Given exercise: Gather every line in the records below that contains the string "dark". Case counts.

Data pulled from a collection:
--- start ---

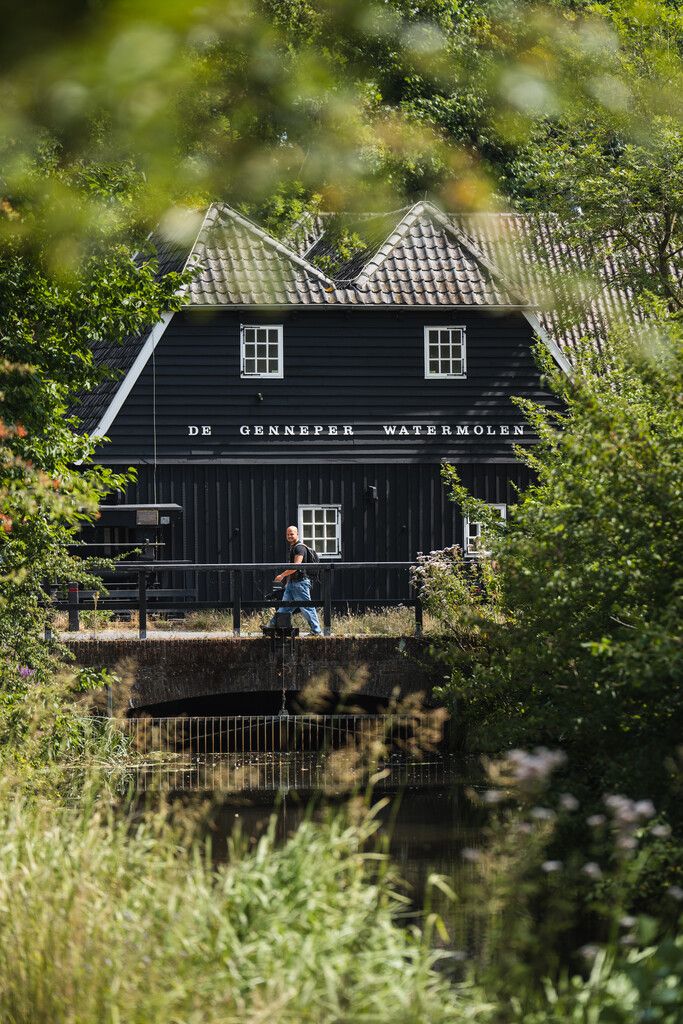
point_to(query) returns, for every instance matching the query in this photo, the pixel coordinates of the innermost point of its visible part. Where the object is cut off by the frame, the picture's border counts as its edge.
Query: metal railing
(223, 734)
(278, 772)
(138, 595)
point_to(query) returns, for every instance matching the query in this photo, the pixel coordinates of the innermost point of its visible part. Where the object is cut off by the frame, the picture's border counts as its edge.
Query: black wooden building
(283, 395)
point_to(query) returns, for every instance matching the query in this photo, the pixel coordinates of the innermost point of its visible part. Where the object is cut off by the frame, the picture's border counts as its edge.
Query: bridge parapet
(165, 669)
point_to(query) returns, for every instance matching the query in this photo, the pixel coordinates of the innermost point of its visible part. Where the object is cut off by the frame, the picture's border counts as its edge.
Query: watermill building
(285, 394)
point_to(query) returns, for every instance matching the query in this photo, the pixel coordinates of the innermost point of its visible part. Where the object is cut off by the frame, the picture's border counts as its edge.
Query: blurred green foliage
(581, 637)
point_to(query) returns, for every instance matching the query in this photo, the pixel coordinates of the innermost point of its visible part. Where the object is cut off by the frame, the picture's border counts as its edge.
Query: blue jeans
(299, 590)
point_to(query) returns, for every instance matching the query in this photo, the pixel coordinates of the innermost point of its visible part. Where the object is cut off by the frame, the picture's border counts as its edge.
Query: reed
(108, 916)
(394, 621)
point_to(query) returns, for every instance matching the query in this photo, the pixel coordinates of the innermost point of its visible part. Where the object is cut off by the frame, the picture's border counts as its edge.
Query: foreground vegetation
(111, 910)
(396, 621)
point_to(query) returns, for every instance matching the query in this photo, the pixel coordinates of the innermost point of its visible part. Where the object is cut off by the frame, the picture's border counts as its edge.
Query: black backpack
(311, 556)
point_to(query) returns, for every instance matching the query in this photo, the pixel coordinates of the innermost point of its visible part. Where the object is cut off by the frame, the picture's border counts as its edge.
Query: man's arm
(297, 561)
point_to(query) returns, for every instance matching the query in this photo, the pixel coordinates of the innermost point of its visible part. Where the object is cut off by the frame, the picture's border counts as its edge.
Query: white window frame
(431, 375)
(313, 508)
(503, 509)
(243, 341)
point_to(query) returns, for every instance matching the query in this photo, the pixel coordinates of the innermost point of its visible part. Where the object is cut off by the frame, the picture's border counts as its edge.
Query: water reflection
(425, 826)
(335, 772)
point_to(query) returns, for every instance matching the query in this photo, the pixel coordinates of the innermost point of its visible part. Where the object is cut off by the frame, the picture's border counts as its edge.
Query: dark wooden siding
(240, 513)
(357, 368)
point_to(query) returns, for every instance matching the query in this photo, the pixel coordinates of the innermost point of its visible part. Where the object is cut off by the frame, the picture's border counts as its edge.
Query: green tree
(48, 324)
(582, 648)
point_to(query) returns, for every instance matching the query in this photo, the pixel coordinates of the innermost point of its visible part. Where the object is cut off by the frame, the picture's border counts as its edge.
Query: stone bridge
(168, 669)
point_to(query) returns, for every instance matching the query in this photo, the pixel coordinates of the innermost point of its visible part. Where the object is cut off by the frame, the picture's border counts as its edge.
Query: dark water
(428, 820)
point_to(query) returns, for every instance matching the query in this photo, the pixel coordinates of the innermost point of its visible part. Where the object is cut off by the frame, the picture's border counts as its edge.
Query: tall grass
(394, 621)
(108, 919)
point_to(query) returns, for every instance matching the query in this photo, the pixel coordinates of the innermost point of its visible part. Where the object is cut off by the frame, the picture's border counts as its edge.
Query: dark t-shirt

--- end ---

Reply:
Query: dark wooden siding
Query: dark water
Query: dark t-shirt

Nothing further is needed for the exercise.